[Saved data entries]
━━━━━━━━━━━━━━━━━━━━━━━━━━━━━━
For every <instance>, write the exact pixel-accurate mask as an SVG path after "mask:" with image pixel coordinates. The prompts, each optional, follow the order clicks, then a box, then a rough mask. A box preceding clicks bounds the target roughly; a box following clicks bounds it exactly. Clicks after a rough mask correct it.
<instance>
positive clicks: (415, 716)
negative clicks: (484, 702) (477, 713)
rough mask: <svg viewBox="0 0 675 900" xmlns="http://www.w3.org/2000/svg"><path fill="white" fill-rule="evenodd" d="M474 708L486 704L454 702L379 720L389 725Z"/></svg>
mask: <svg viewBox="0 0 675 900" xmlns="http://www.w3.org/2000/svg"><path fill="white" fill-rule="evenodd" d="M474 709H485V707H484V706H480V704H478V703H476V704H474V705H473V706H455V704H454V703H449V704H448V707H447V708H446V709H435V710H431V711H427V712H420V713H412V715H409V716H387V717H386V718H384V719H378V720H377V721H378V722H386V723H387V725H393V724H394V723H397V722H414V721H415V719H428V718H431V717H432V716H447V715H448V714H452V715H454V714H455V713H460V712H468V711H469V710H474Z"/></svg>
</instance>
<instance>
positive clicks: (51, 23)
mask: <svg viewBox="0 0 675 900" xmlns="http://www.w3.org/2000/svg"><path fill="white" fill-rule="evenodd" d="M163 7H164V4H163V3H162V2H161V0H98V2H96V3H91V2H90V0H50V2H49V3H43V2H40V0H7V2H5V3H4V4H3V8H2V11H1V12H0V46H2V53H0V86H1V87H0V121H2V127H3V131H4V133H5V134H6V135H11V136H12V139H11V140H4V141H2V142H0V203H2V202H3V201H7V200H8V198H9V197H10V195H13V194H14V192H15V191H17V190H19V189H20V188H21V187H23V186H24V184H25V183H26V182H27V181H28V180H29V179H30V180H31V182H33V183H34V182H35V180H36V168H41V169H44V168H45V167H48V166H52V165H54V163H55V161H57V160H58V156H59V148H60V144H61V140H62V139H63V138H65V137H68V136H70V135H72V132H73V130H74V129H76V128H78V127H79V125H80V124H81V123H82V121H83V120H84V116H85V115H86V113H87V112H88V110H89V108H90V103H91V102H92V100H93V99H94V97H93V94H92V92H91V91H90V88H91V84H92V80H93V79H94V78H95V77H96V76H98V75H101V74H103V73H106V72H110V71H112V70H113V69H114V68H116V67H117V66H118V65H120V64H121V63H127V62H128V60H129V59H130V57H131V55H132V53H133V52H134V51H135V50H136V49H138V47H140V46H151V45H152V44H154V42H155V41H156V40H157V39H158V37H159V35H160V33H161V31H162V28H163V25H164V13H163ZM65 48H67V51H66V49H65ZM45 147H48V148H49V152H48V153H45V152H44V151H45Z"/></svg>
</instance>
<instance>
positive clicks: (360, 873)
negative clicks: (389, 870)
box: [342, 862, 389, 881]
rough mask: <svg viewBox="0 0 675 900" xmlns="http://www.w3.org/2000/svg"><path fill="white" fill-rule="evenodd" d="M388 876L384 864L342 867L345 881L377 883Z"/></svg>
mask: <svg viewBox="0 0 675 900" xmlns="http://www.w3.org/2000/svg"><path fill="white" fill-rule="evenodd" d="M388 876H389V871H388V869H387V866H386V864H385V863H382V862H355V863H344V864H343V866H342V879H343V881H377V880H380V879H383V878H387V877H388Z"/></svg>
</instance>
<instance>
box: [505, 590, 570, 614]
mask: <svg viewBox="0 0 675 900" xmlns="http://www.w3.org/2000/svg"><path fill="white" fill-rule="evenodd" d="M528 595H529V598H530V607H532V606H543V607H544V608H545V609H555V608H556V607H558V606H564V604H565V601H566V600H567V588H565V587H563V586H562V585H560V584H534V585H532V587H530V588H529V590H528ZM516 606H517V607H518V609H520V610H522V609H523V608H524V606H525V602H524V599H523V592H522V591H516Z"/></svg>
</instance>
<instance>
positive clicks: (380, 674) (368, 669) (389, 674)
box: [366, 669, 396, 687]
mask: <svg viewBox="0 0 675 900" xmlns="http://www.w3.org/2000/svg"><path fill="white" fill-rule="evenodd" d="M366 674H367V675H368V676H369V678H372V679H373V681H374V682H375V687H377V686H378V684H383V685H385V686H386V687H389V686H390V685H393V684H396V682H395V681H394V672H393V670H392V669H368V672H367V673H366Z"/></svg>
━━━━━━━━━━━━━━━━━━━━━━━━━━━━━━
Set out every record in full, exactly as given.

For every <instance>, write the exact pixel-accurate mask as an SVG path after "mask:" with image pixel coordinates. The prompts, each optional, follow the order clicks, then a box, then a rough mask. A box preceding clicks bounds the target roughly; a box following clicks bounds it exactly. Clicks after a rough mask correct it.
<instance>
positive clicks: (415, 716)
negative clicks: (484, 702) (477, 713)
rough mask: <svg viewBox="0 0 675 900" xmlns="http://www.w3.org/2000/svg"><path fill="white" fill-rule="evenodd" d="M474 708L486 704L454 702L379 720L389 725Z"/></svg>
mask: <svg viewBox="0 0 675 900" xmlns="http://www.w3.org/2000/svg"><path fill="white" fill-rule="evenodd" d="M474 709H485V707H484V706H480V704H478V703H476V704H474V705H473V706H455V704H454V703H449V704H448V707H447V708H446V709H435V710H431V711H427V712H420V713H412V715H409V716H387V717H386V718H384V719H378V720H377V721H378V722H386V723H387V725H393V724H394V723H397V722H414V721H415V719H428V718H431V717H432V716H447V715H448V714H452V715H454V714H455V713H460V712H468V711H469V710H474Z"/></svg>
</instance>
<instance>
positive clicks: (51, 23)
mask: <svg viewBox="0 0 675 900" xmlns="http://www.w3.org/2000/svg"><path fill="white" fill-rule="evenodd" d="M163 7H164V4H163V3H162V2H161V0H98V2H96V3H91V2H90V0H50V2H49V3H43V2H40V0H7V2H5V3H4V4H3V8H2V11H1V12H0V46H2V53H0V86H1V87H0V121H2V127H3V131H4V133H5V134H6V135H11V136H12V139H11V140H4V141H2V142H0V203H2V202H3V201H7V200H8V198H9V197H10V195H13V194H14V192H15V191H17V190H19V189H20V188H21V187H23V186H24V184H25V183H26V182H27V181H28V180H29V179H30V180H31V182H33V183H34V182H35V180H36V168H41V169H44V168H45V167H48V166H52V165H54V163H55V161H57V160H58V156H59V148H60V144H61V140H62V139H63V138H65V137H68V136H70V135H72V132H73V130H74V129H76V128H78V127H79V125H80V124H81V123H82V121H83V120H84V116H85V115H86V113H87V112H88V110H89V108H90V103H91V102H92V100H93V99H94V97H93V94H92V92H91V91H90V88H91V84H92V80H93V79H94V78H95V77H96V76H98V75H101V74H103V73H106V72H110V71H112V70H113V69H114V68H116V67H117V66H118V65H120V64H121V63H127V62H128V60H129V59H130V57H131V55H132V53H133V52H134V51H135V50H136V49H138V47H140V46H151V45H152V44H154V42H155V41H156V40H157V39H158V37H159V35H160V33H161V31H162V28H163V25H164V13H163ZM65 48H67V51H66V49H65ZM45 147H48V148H49V152H48V153H45V152H44V151H45Z"/></svg>
</instance>
<instance>
positive clicks: (360, 873)
negative clicks: (389, 870)
box: [342, 862, 389, 881]
rough mask: <svg viewBox="0 0 675 900" xmlns="http://www.w3.org/2000/svg"><path fill="white" fill-rule="evenodd" d="M388 876L384 864L342 867L345 881L377 883Z"/></svg>
mask: <svg viewBox="0 0 675 900" xmlns="http://www.w3.org/2000/svg"><path fill="white" fill-rule="evenodd" d="M388 876H389V871H388V869H387V866H386V864H385V863H382V862H355V863H344V864H343V866H342V879H343V881H377V880H380V879H383V878H387V877H388Z"/></svg>
</instance>
<instance>
box: [505, 590, 570, 614]
mask: <svg viewBox="0 0 675 900" xmlns="http://www.w3.org/2000/svg"><path fill="white" fill-rule="evenodd" d="M528 595H529V598H530V607H532V606H543V607H544V608H545V609H555V608H556V607H558V606H564V604H565V601H566V600H567V588H565V587H563V586H562V585H560V584H534V585H532V587H530V588H529V590H528ZM516 606H517V607H518V609H520V610H522V609H523V608H524V606H525V602H524V599H523V592H522V591H516Z"/></svg>
</instance>
<instance>
positive clicks: (380, 674) (368, 669) (389, 674)
box: [366, 669, 396, 687]
mask: <svg viewBox="0 0 675 900" xmlns="http://www.w3.org/2000/svg"><path fill="white" fill-rule="evenodd" d="M366 674H367V675H368V676H369V678H372V679H373V681H374V682H375V687H377V686H378V684H383V685H385V686H386V687H389V686H390V685H393V684H396V682H395V681H394V672H393V670H392V669H368V672H367V673H366Z"/></svg>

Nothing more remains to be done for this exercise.